__Document passage__.
******
Friday, November 20, 2015

Toddler Swings

Fall is in full force, and winter is on its way. While you are no doubt busy closing shop at your local playgrounds and parks in preparation for winter, it may be a good time to start considering upgrades to your playground equipment for next year. One piece of equipment you might want to consider replacing is your bucket swing.

The Problem

Bucket swings themselves are a nice safe alternative swing for toddlers who yet lack the muscle stability to use a regular swing without serious risk of falling while being pushed. The problem arises, however, when older children (and occasionally teens) who are too big for it attempt to get into the swing which, by design, requires assistance getting in and out of. The older child then finds their legs stuck in the swing’s tiny leg openings which were meant to prevent toddlers from falling.

While this may sound like some outlier problem, several fire departments in cities and towns across the state found themselves cutting children out of these toddler swings this past year.
******
__Work to complete__.
#1 Please list every group of young people named in the toddler swings post.
#2 According to the toddler swings post, what did several fire departments across the state have to do this past year?
#3 Resume the toddler swings post from its final sentence.
The data comes from a separate source unrelated to the toddler swings post.

__Data extract__.
******
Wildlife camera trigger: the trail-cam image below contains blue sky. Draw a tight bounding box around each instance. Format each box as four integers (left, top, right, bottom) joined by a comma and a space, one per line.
******
__Replies__.
#1 toddlers, older children, teens

#2 They had to cut children out of toddler swings.

#3
The Solution

When looking for an alternative to your bucket swing, it is important to keep in mind how important it is to still have the support and safety that one provides, just without the ability to confine and trap the legs. One alternative to consider is a swing with a removable guard, so that even if a child finds themselves stuck, freeing them is as simple as undoing the child proof latch. Another option (pictured below) is a form of bucket swing that is still guarded around all sides, yet less constricting around the legs with a single bar separating the legs to prevent a younger child from slipping through. As always, be sure to consult the Consumer Product Safety Commission guidelines for playground safety, or contact you LMCIT loss control consultant, before purchasing any new playground equipment.

By: Cody Tuttle

Friday, November 13, 2015

Reaching for the Stars and Installing Decorations!

   Cities have increased the Flags, Banners, and Flower Pots that help decorate our downtowns, add seasonal colors, and help celebrate holidays. With this increase of decorations, we increase the number of possible injuries for our maintenance employees. When climbing a ladder 10-20 times while installing decorations; are we always making sure the ladder is secure and on a flat surface? How about a bucket truck? Are we following all the regulations for fall protection, harnesses, and climbing in & out of the bucket each time? What else do we already have that we could utilize for installing these decorations with safety in mind and reducing the repetitive motions?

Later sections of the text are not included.